**GOAL OF THE EXERCISE:** Set each entry down exactly as written.

**SOURCE RECORDS:**
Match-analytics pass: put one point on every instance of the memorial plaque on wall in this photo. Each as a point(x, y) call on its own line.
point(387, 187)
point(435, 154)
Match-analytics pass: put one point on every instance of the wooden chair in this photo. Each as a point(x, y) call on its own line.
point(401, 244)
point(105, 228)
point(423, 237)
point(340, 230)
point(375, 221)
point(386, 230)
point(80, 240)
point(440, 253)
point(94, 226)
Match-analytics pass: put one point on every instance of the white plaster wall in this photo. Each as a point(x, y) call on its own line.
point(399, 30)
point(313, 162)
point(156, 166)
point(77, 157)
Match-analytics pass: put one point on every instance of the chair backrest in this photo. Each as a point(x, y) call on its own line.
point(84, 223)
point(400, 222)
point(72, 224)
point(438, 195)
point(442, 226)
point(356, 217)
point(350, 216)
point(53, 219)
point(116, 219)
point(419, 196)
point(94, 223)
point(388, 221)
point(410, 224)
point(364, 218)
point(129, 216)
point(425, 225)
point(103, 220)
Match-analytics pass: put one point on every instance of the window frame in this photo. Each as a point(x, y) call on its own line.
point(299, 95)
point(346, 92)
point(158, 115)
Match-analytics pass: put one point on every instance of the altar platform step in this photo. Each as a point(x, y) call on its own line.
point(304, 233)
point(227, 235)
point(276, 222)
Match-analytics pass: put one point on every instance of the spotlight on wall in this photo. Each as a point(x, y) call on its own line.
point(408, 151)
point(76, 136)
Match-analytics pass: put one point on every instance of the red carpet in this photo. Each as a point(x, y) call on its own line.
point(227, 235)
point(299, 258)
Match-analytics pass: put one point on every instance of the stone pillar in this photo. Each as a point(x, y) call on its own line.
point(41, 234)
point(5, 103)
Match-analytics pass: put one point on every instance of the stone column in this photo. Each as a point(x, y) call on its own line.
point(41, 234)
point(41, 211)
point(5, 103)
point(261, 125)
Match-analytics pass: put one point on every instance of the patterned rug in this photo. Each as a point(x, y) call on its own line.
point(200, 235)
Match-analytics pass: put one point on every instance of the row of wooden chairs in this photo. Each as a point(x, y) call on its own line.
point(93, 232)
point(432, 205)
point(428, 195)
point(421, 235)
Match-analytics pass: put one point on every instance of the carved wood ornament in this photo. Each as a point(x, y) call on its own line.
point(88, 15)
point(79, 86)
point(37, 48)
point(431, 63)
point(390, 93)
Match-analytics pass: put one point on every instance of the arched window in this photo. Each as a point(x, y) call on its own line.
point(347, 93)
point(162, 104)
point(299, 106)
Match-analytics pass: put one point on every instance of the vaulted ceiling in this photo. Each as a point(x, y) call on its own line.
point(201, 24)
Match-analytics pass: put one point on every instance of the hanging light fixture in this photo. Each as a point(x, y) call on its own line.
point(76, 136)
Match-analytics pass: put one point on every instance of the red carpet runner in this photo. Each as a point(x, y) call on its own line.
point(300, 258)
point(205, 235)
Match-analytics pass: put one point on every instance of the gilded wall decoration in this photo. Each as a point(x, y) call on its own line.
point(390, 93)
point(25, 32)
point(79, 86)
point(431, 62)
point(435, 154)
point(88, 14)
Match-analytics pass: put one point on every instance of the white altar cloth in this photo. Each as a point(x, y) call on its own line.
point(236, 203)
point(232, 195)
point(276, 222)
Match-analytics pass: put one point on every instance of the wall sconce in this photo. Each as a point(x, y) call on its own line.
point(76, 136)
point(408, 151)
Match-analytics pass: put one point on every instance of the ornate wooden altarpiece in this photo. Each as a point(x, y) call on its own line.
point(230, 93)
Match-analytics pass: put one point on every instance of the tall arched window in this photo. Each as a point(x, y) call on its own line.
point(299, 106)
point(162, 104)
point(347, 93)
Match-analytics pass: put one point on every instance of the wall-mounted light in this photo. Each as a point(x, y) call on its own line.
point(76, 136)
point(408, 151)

**ANSWER TO THIS TASK:**
Match-analytics pass: put one point on every instance of the memorial plaque on wall in this photo. Each as a point(x, y) call on its own line.
point(387, 187)
point(435, 154)
Match-analytics pass: put one point on every instance of the wooden chair in this photo. Each as a point(x, y) call on its own line.
point(401, 244)
point(105, 228)
point(423, 237)
point(340, 230)
point(375, 221)
point(386, 230)
point(80, 240)
point(440, 253)
point(94, 226)
Match-analytics pass: put one point on every instance of the white plaster wall in this photo. Each as a point(x, y) call on its own line.
point(399, 30)
point(313, 162)
point(156, 166)
point(77, 157)
Match-analytics pass: put one point on every instance of the chair backrest in this photo. Each as a point(x, y) call on its own line.
point(84, 223)
point(400, 222)
point(72, 224)
point(438, 195)
point(442, 226)
point(356, 217)
point(350, 216)
point(53, 219)
point(116, 219)
point(419, 196)
point(94, 223)
point(388, 221)
point(410, 224)
point(364, 218)
point(129, 216)
point(425, 225)
point(103, 220)
Match-analytics pass: put one point on every instance of the window frame in this photo. Each as a point(x, y) call on its own line.
point(299, 95)
point(346, 92)
point(158, 115)
Match-analytics pass: put one point on every instance of the altar platform step in this photo. Each as a point(x, y) call on its own line.
point(304, 233)
point(227, 235)
point(276, 222)
Match-analytics pass: put one point on every instance of the spotlight on wall in this photo. Each as a point(x, y) call on its own line.
point(408, 151)
point(76, 136)
Match-analytics pass: put one point on every instance of the red carpet in this photo. Each as a point(x, y) call on its own line.
point(227, 235)
point(299, 258)
Match-analytics pass: put one point on every instance of the stone pillar in this photo. Each as a point(x, y) call on its own line.
point(41, 234)
point(5, 103)
Match-analytics pass: put one point on every instance of the stone column in this photo. Each as a point(x, y) call on its own line.
point(41, 234)
point(41, 211)
point(5, 103)
point(261, 125)
Match-analytics pass: put one point on every instance of the patterned rug in this photo. Each as a point(x, y) call on its own line.
point(200, 235)
Match-analytics pass: put one point on every instance of the row of wooden chairs in this photo. Each as a point(x, y) call on its own line.
point(93, 232)
point(432, 205)
point(428, 195)
point(421, 235)
Match-analytics pass: put one point on every instance of the carved wood ornament in this photo. Each as a point(x, y) call on its own line.
point(88, 15)
point(79, 86)
point(37, 48)
point(431, 63)
point(390, 93)
Match-analytics pass: put one point on every instance of the arched window in this photo. Each as a point(x, y) call on its own line.
point(347, 93)
point(162, 104)
point(299, 106)
Match-analytics pass: put one point on every instance of the vaulted ceiling in this photo. Each as a point(x, y) call on its own line.
point(201, 24)
Match-analytics pass: put one point on every instance of the hanging light fixture in this photo. Each as a point(x, y) call on its own line.
point(76, 136)
Match-analytics pass: put one point on every instance of the red carpet runner in this photo. Each as a point(x, y) call on its own line.
point(300, 258)
point(205, 235)
Match-analytics pass: put one point on every instance of the gilded wall decoration in this photo. Each as a point(x, y) call on its own line.
point(390, 93)
point(25, 32)
point(79, 86)
point(431, 62)
point(435, 154)
point(88, 14)
Match-analytics pass: put one point on every instance of the white altar cloth in this photo. Each as a point(x, y) call on its own line.
point(236, 203)
point(232, 195)
point(276, 222)
Match-analytics pass: put one point on every instance of the wall sconce in this photo. Each as a point(x, y) call on its own line.
point(76, 136)
point(408, 151)
Match-analytics pass: put one point on every instance of the ornate wooden altarpiece in this photo. Each as a point(x, y) call on its own line.
point(230, 93)
Match-analytics pass: put one point on every instance of the tall arched window in this photo. Each as a point(x, y) call on its own line.
point(299, 106)
point(162, 104)
point(347, 93)
Match-analytics pass: put one point on every instance of the wall-mounted light in this photo. Each as a point(x, y) call on its own line.
point(76, 136)
point(408, 151)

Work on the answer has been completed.